## TEXTO DE PÁGINA
◇ ◇ ◇ ◇ ◇

Así le dicen, en la jerga financiera, a las compañías privadas que deben ser rescatadas por el Estado cuando se enfrentan a la quiebra. En Chile, las isapres quieren ser colocadas en esa categoría. Ahora mismo están negociando con el gobierno los términos del salvataje. Pero, mientras tanto, hacen harto escándalo. Quieren sacar más morlacos.
“¿Y por qué no hacen una completada?”. Así les dijeron a las isapres en redes sociales. Es que el llanterío y el catastrofismo sobre su inminente quiebra ya es demasiado. Pero, aunque el comentario es chistoso, lo que realmente está pasando es algo muy distinto y se resolverá, no con completadas, sino con un nuevo asalto a mano a armada.
Un fallo de la Corte Suprema -hecho al estilo gringo, es decir, válido, en general, para todas las isapres- es la causa inmediata de todas las turbulencias. Lo interesante es que no afecta directamente a las empresas, sino que, por primera vez, obliga a la Superintendencia de Salud a hacer cumplir la ley.
Le da seis meses a ese organismo para que elabore un reglamento según el cual las isapres deberán ajustar sus planes a la llamada tabla de factores “nueva”, o sea, a eliminar los sobreprecios para personas mayores, mujeres, etc. Y, además, y eso es lo que más les preocupa a las empresas, debe fijar el modo en que le devolverán a esos afiliados lo que, ilegalmente, les cobraron en exceso.
Y eso, es mucha, mucha plata. ¿Cuánto? Nadie sabe o, más bien, nadie quiere decirlo. Sólo las isapres pueden calcular ese monto. Su llanterío obedece, entonces, primero, a que quieren lograr un perdonazo del Estado por toda esa plata que deben. De lo contrario, dicen, van a quebrar. Y si ellas caen en bancarrota ¿qué va a pasar con los tres millones de clientes?
La alcaldesa Evelyn Matthei ya ve a toda esa pobre gente migrar de la Clínica Alemana a los Cesfam de Providencia.
Pero eso no va a pasar. Las isapres son sólo una parte del negocio de la salud privada. Son, de hecho, instituciones financieras, aseguradoras, que actúan para capitalizar a otras ramas de la “industria”: las clínicas y sociedades médicas.

◇ ◇ ◇ ◇ ◇

Copia al pie de la letra el trozo del texto sobre las isapres que va desde "Le da seis meses" hasta "cobraron en exceso.".

◇ ◇ ◇ ◇ ◇

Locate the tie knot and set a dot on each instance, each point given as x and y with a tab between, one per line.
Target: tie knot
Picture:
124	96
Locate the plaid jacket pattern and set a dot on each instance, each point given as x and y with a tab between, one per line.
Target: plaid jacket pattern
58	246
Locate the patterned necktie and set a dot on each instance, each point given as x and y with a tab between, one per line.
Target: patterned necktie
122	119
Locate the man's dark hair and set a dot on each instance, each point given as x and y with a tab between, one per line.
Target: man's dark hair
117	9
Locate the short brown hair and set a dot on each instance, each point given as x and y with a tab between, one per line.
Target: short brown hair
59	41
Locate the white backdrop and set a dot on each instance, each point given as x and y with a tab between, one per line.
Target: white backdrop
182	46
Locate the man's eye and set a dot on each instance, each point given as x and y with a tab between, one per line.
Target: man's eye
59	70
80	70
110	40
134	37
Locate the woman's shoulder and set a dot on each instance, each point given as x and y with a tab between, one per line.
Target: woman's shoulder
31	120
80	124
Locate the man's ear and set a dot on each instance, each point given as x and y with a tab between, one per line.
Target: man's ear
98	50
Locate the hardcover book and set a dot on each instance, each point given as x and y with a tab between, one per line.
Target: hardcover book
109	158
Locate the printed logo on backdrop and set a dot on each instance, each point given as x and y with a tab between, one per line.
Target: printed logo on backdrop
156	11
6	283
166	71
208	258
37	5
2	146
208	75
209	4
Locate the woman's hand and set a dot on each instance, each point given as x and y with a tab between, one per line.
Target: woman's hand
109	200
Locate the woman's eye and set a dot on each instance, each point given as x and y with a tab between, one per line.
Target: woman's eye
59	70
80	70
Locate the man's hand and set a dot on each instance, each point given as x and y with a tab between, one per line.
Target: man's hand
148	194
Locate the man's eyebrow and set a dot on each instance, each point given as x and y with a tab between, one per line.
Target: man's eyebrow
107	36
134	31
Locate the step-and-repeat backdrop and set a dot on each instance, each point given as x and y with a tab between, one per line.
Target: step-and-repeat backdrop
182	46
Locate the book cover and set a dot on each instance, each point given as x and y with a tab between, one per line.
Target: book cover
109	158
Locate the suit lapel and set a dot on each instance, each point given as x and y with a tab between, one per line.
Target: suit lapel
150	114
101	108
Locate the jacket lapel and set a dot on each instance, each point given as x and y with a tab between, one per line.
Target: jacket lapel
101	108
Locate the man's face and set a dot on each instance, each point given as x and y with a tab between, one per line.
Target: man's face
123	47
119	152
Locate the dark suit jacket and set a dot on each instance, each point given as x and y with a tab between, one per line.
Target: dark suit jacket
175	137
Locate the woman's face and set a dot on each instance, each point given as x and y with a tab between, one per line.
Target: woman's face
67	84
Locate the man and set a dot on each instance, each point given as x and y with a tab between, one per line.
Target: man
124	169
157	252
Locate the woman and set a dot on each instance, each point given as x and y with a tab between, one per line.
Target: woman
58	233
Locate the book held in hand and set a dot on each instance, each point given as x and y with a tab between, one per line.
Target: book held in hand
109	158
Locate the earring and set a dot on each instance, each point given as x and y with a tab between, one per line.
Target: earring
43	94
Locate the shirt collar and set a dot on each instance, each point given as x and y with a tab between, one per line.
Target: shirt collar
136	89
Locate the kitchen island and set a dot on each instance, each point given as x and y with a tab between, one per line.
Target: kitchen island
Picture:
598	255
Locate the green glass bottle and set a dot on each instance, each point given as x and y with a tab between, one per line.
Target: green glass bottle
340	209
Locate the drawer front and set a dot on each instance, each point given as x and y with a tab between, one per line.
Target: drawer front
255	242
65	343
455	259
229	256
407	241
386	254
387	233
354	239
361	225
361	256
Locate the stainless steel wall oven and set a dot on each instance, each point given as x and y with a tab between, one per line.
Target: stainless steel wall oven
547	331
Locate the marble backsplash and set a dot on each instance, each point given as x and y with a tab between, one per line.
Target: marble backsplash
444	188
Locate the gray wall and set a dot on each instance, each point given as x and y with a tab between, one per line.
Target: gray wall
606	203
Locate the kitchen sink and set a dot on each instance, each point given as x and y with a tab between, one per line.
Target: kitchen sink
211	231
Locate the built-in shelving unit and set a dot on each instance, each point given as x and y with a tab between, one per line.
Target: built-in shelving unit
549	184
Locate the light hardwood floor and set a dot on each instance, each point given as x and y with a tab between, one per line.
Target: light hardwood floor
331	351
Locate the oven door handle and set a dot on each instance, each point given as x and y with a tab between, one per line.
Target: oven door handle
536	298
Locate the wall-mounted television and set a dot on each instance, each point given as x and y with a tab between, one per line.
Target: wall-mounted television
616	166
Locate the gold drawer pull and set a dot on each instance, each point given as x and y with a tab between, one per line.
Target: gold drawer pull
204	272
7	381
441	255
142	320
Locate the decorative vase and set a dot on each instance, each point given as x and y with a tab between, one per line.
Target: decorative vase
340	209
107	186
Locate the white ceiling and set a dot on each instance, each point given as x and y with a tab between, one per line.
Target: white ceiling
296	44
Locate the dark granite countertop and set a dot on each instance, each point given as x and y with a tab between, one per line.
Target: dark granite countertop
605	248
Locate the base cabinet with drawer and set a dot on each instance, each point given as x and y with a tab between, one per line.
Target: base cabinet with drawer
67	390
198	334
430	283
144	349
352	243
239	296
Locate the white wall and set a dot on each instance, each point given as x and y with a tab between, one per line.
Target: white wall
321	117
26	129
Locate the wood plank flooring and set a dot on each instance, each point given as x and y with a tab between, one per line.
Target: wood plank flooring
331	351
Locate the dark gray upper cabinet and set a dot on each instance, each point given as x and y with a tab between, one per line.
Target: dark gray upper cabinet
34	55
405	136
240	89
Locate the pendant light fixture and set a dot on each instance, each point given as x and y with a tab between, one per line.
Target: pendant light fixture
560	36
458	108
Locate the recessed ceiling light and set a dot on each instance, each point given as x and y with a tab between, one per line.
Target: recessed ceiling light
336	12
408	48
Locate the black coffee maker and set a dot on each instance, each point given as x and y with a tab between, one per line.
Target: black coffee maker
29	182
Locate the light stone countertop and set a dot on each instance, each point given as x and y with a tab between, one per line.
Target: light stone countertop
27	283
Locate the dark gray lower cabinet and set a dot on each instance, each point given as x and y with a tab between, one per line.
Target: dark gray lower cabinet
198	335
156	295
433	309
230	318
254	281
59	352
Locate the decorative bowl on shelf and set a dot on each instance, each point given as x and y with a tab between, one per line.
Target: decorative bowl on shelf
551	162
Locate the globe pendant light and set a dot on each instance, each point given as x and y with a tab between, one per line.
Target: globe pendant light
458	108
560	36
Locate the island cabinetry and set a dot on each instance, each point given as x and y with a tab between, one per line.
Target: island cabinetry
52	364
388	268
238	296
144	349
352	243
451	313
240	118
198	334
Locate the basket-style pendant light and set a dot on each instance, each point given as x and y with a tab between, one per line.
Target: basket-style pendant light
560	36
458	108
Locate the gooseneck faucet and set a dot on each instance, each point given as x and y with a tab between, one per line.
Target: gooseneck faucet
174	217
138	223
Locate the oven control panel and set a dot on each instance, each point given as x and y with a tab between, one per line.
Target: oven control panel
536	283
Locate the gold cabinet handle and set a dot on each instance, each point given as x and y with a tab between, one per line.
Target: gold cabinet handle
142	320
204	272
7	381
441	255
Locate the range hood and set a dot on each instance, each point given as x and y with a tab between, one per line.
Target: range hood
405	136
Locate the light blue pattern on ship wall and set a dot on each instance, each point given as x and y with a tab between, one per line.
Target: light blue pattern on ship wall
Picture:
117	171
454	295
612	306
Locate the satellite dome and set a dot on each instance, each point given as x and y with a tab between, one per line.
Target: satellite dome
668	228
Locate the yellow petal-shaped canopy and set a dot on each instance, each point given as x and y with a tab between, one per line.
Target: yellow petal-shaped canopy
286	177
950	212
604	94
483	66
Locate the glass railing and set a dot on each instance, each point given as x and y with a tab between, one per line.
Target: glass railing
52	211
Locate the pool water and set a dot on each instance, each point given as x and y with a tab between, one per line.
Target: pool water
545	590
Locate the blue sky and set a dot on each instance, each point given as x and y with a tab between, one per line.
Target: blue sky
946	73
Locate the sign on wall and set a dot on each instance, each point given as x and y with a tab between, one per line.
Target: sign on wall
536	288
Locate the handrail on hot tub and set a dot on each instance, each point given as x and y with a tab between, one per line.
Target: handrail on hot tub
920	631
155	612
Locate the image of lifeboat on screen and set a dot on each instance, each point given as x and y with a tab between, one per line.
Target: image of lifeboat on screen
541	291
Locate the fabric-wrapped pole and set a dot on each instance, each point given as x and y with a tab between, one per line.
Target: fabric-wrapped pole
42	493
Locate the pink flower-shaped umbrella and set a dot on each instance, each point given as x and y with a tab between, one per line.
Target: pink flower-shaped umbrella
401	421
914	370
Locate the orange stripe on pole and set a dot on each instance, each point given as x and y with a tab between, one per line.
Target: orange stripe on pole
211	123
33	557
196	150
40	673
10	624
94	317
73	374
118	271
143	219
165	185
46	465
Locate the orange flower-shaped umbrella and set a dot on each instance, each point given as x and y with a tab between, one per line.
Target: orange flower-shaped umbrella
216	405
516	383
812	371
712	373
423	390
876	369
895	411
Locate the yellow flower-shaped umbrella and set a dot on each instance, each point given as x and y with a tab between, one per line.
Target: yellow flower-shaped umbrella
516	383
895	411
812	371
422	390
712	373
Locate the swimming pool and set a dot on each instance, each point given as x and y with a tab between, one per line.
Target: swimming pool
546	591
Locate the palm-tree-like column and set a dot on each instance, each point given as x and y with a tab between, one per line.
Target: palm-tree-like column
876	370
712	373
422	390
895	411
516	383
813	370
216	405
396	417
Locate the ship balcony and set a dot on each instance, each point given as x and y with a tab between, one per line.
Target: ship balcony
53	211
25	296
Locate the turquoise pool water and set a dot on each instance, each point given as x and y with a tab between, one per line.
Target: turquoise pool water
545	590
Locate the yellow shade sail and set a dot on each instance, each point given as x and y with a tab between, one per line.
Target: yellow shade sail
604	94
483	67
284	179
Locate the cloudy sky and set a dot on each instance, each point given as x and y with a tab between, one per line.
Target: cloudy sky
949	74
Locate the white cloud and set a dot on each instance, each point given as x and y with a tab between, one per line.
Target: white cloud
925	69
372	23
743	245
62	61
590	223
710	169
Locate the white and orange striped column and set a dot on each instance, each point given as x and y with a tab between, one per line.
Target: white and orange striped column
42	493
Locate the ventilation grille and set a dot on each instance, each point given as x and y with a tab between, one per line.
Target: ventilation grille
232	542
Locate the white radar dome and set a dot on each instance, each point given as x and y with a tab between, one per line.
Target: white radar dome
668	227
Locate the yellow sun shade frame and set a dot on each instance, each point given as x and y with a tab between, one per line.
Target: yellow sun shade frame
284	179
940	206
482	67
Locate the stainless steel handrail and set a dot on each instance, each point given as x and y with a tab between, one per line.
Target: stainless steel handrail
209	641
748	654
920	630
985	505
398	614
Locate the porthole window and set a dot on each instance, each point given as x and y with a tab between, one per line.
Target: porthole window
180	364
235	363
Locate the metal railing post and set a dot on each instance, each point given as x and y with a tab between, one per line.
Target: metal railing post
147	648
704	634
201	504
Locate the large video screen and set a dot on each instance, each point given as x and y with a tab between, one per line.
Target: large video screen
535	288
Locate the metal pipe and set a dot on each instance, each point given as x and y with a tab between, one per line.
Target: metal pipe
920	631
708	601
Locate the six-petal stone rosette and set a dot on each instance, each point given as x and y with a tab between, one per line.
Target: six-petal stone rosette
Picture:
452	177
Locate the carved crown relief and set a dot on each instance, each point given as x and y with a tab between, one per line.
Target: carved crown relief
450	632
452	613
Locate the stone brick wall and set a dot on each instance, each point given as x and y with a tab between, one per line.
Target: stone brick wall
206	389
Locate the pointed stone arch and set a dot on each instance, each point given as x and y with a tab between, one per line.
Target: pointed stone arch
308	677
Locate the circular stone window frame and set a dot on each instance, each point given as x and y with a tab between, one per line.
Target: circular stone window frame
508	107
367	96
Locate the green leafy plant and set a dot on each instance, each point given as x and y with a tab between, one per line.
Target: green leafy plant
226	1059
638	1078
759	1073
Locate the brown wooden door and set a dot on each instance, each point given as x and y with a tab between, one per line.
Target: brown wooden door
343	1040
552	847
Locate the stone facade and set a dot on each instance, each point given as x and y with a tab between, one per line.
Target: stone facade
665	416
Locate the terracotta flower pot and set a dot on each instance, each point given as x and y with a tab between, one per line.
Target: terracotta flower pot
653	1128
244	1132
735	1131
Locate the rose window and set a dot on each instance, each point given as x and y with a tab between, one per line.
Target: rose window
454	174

◇ ◇ ◇ ◇ ◇

## RESPUESTA ESCRITA
Le da seis meses a ese organismo para que elabore un reglamento según el cual las isapres deberán ajustar sus planes a la llamada tabla de factores “nueva”, o sea, a eliminar los sobreprecios para personas mayores, mujeres, etc. Y, además, y eso es lo que más les preocupa a las empresas, debe fijar el modo en que le devolverán a esos afiliados lo que, ilegalmente, les cobraron en exceso.